____ ФРАГМЕНТ ТЕКСТА
Как ни странно, несмотря на обследование Фернеля, легенда о том, что в бесплодии Екатерины Медичи виноват дофин, продолжала носиться в придворных кругах. Утверждали, что он «ущербен по своей природе», и эта мнимая ущербность служила, как водится, поводом для многочисленных насмешек.

Брантом пересказывает одну из таких шуточек, которая всех рассмешила при рождении первого ребенка Екатерины.

«Одна придворная дама, входившая в кружок знатных дворян и известная своим острым язычком, обратилась к дофину с двусмысленной просьбой подарить ей „аббатство Сан-Хуан, которое никем не занято“. Это его крайне удивило. Но тому была причина. При дворе тогда говорили, что произнесенная двусмысленность относилась только к дофину, которого все считали виновником отсутствия наследника. Полагали, что его „штучка“ не в порядке, что ей не хватает прямизны, и потому семя не попадает куда следует. Когда же ребенок все-таки родился, никто не сомневался, что он не от дофина., хотя тот и заявил, что его „;штучка“ нормально работает. Поэтому просьба вышеупомянутой дамы к дофину вызвала взрыв смеха, и тогда она сказала, что он „оставил свободным аббатство Сан-Хуан“, намекая этими словами на такое, о чем я предоставляю возможность догадываться самим читателям без дополнительных пояснений…».

Первый ребенок августейшей четы (будущий Франциск II) родился 19 ноября 1544 года.

Но времени порадоваться этому не было, потому что война, развязанная три года назад м-м д'Этамп, обрела внезапно трагический поворот. Карл Пятый, после того, как ему удалось вовлечь в свой альянс английского короля, решил вторгнуться во Францию с трех сторон одновременно: Пьемонт, Шампань, Кале. Главной же целью был, естественно, Париж, где император назначил свидание Генриху VIII.
________
____ ДАННЫЕ ДЛЯ АНАЛИЗА
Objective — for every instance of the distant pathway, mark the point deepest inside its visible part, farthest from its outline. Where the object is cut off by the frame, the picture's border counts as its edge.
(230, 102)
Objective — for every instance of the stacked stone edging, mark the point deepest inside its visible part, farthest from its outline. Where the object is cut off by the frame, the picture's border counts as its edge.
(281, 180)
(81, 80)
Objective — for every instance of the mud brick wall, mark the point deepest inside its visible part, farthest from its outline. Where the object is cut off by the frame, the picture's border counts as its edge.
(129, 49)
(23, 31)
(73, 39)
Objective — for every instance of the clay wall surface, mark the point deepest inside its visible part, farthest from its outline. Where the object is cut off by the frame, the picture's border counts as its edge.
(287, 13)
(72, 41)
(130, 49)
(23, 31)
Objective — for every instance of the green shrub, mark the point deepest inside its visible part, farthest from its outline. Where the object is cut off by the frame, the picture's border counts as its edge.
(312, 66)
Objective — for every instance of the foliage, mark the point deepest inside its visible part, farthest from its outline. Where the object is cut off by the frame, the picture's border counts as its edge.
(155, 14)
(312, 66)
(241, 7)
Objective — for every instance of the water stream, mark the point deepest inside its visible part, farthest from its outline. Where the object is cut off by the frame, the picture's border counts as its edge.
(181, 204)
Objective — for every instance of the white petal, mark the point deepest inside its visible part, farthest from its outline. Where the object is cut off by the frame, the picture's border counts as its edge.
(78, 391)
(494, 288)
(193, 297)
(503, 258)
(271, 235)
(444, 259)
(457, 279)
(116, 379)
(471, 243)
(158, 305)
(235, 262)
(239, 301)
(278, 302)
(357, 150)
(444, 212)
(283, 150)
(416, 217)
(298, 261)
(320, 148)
________
[ЗАДАНИЕ 1]:
Когда, согласно фрагменту текста о Екатерине Медичи, родился первый ребенок августейшей четы?
[ЗАДАНИЕ 2]:
Воспроизведите дословно часть фрагмента текста о Екатерине Медичи между словами «Как ни странно, несмотря» и «для многочисленных насмешек.», включая их.
Записи представляют собой отдельный материал и с фрагментом текста не связаны.

[ОТВЕТ 1]:
19 ноября 1544 года.

[ОТВЕТ 2]:
Как ни странно, несмотря на обследование Фернеля, легенда о том, что в бесплодии Екатерины Медичи виноват дофин, продолжала носиться в придворных кругах. Утверждали, что он «ущербен по своей природе», и эта мнимая ущербность служила, как водится, поводом для многочисленных насмешек.